Extract provided
Financial markets, housing market may face rate-driven headwinds
By: James Langton
© pilens / 123RF Stock Photo
While the rate hiking cycles in both Canada and the U.S. are expected to come to close soon, and to eventually start declining, a new report says that rates will likely settle at a higher level than markets are used to — a conclusion that has implications for all sorts of assets.
In a new report, BMO Economics said that it expects rates to start coming off their current highs in 2024, ultimately settling in the 2.5% to 3.0% range in Canada, and a bit higher than that in the U.S. — leaving long-term rates higher than in recent years.
“Moderately higher trend inflation and a larger risk premium point to higher rates than over the past decade,” it said.
According to the report, inflation was exceptionally low in the years leading up to the pandemic due to the impact of globalization and emerging markets joining the global economy, which boosted the global labour force and helped keep inflation low — enabling central banks to keep rates low too.
“That highly favourable backdrop for low inflation is gone, with the world unlikely to find another massive increase in labour supply, as well as rising geopolitical tensions, and the trend toward friendshoring. Layer on the cost of decarbonization, and it’s easy to see why inflation could trend at least modestly higher than pre-pandemic norms, especially for goods,” it said.
In turn, higher-than-normal rates for the long term will have implications for housing markets and financial assets, the report said.
“With yields expected to settle in at a higher level than pre-pandemic trends (let alone the extreme lows during the depths of 2020), we don’t expect much headroom for home prices over the medium term,” the report said.
At the same time, in financial markets, “almost all asset prices are readjusting to the new rate reality,” the report noted.
Against a backdrop of higher Treasury yields, “even with last year’s market damage, the new rate backdrop does not leave relative equity valuations as particularly cheap,” it concluded.
“Most markets have precious little risk premium built in at the moment, and are potentially vulnerable to any negative surprises, whether it’s on the inflation/rate front or on the growth outlook (perhaps due to a geopolitical shock),” it added.

What is being asked
From the article on rate-driven headwinds for markets and housing, extract the passage starting with "In a new report, BMO" and going on through "in recent years.", copied word for word.

Entries provided
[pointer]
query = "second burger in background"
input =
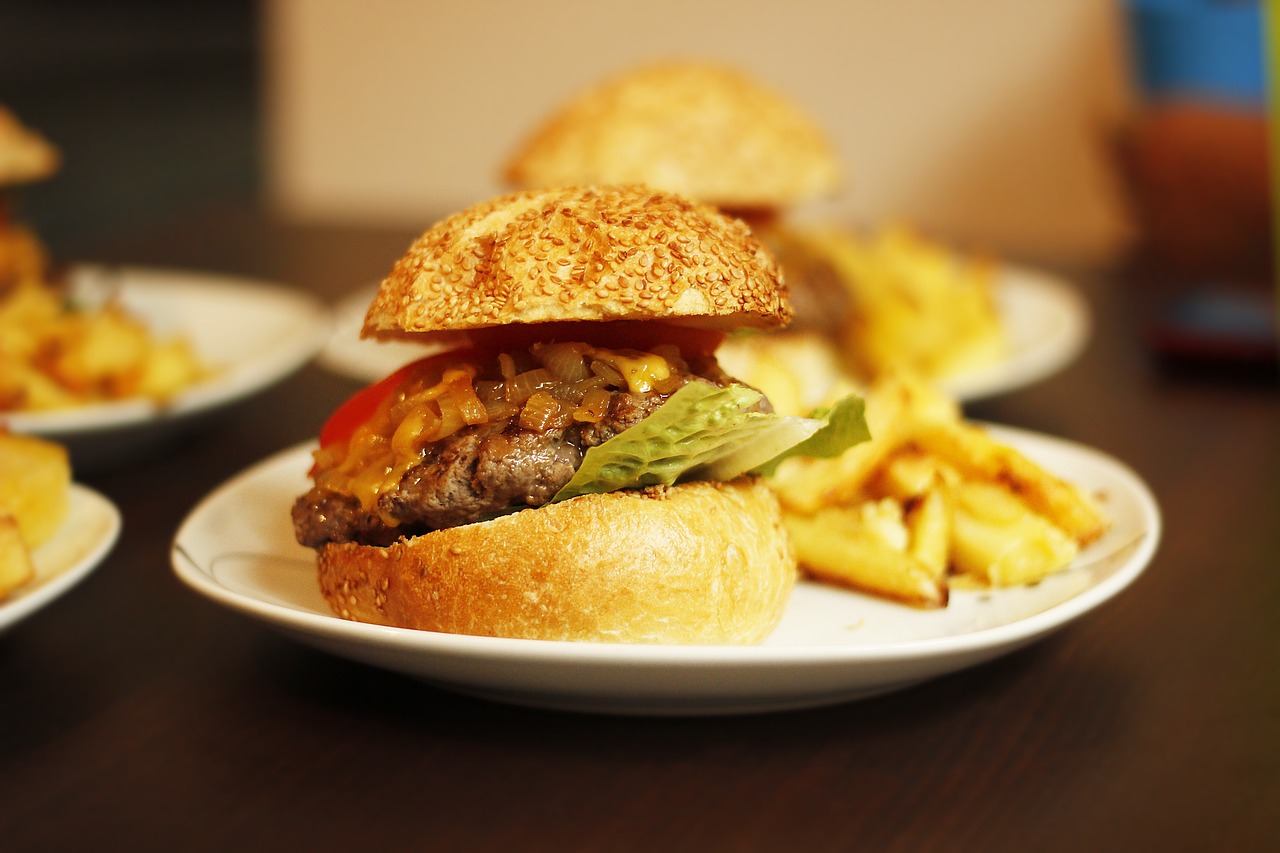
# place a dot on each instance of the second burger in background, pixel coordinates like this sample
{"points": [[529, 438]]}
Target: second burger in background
{"points": [[577, 466]]}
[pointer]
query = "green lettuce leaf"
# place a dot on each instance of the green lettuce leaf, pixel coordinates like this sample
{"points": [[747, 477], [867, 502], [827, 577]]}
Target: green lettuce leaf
{"points": [[704, 432]]}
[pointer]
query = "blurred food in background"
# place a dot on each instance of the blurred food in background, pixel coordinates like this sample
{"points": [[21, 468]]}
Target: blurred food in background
{"points": [[881, 299], [912, 304], [35, 486], [56, 350], [699, 129]]}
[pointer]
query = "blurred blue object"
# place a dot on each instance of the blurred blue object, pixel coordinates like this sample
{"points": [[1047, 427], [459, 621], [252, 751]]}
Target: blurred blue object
{"points": [[1200, 48]]}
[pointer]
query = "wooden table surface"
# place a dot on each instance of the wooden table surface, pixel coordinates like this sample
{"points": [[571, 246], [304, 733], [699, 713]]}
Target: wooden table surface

Final answer
In a new report, BMO Economics said that it expects rates to start coming off their current highs in 2024, ultimately settling in the 2.5% to 3.0% range in Canada, and a bit higher than that in the U.S. — leaving long-term rates higher than in recent years.